• _Work required_:
Can you arrange the data below as a Markdown table with a "Row" column for the row number and a "Line" column for the line, one row per line, blank lines omitted?

• _Information supplied_:
==================================================
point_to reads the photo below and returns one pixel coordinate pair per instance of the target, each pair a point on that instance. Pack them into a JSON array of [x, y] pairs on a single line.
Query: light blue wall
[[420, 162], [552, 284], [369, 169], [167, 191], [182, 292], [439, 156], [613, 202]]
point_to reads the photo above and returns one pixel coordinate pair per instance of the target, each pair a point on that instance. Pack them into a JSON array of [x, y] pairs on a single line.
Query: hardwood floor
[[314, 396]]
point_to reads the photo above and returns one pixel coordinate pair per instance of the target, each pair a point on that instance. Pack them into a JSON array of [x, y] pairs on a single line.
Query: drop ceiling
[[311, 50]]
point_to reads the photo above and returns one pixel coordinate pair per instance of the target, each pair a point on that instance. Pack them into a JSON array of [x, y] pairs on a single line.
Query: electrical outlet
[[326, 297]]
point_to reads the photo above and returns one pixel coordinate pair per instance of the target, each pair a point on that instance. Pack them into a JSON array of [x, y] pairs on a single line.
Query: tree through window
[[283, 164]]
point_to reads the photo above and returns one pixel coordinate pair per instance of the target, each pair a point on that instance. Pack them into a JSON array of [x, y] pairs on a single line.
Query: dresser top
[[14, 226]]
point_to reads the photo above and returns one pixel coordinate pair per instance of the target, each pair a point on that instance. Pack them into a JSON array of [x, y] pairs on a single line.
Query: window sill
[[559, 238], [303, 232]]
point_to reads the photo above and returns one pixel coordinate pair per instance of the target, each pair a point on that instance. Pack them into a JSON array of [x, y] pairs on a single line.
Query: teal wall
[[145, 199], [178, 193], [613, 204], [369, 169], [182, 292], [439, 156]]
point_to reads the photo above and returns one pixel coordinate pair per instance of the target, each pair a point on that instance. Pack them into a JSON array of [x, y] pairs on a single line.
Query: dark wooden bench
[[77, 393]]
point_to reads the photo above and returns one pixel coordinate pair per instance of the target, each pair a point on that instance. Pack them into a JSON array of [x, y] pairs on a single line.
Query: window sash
==================================================
• _Answer to this problem_:
| Row | Line |
|---|---|
| 1 | point_to reads the photo below and returns one pixel coordinate pair per instance of the target, each pair a point on that instance. Pack them into a JSON array of [x, y] pairs on a single line. |
| 2 | Query: light blue wall |
| 3 | [[420, 162], [552, 284], [369, 169], [167, 191], [182, 292], [439, 156], [613, 202]] |
| 4 | point_to reads the photo above and returns one pixel coordinate pair per instance of the target, each pair a point on that instance. Pack them into a JSON array of [x, y] pairs on a single line. |
| 5 | Query: hardwood floor |
| 6 | [[314, 396]] |
| 7 | point_to reads the photo above and returns one pixel coordinate pair per instance of the target, each pair a point on that instance. Pack them into a JSON array of [x, y] pairs on a single line. |
| 8 | Query: drop ceiling |
| 9 | [[311, 50]] |
| 10 | point_to reads the photo above and returns one pixel coordinate pair per instance of the target, each pair a point on that instance. Pack them into a JSON array of [x, y] pairs on a single line. |
| 11 | Query: electrical outlet |
| 12 | [[326, 297]] |
| 13 | point_to reads the photo above and returns one pixel coordinate pair per instance of the target, each pair a point on that instance. Pack them into a JSON array of [x, y] pairs on a single line. |
| 14 | Query: tree through window |
| 15 | [[283, 164]] |
| 16 | point_to reads the photo above and returns one pixel coordinate pair per instance of the target, each pair a point on that instance. Pack them into a JSON array of [x, y] pairs on a single line. |
| 17 | Query: dresser top |
| 18 | [[14, 226]] |
| 19 | point_to reads the photo above and returns one pixel coordinate pair per instance of the target, each pair a point on that instance. Pack them into a JSON array of [x, y] pairs on a single line. |
| 20 | Query: window sill |
| 21 | [[559, 238], [303, 232]] |
| 22 | point_to reads the photo above and returns one pixel coordinate pair per instance of the target, each pair a point on that instance. Pack them into a JSON array of [x, y] pairs on a single line. |
| 23 | Query: teal wall |
| 24 | [[145, 199], [178, 193], [613, 204], [369, 169], [182, 292], [439, 156]] |
| 25 | point_to reads the photo above and returns one pixel coordinate pair per instance of the target, each pair a point on that instance. Pack them into a JSON array of [x, y] pairs on a single line. |
| 26 | Query: dark wooden bench |
| 27 | [[77, 393]] |
| 28 | point_to reads the photo above and returns one pixel coordinate pair per instance of the target, each pair a point on that instance. Pack them into a JSON array of [x, y] pairs on a single line. |
| 29 | Query: window sash |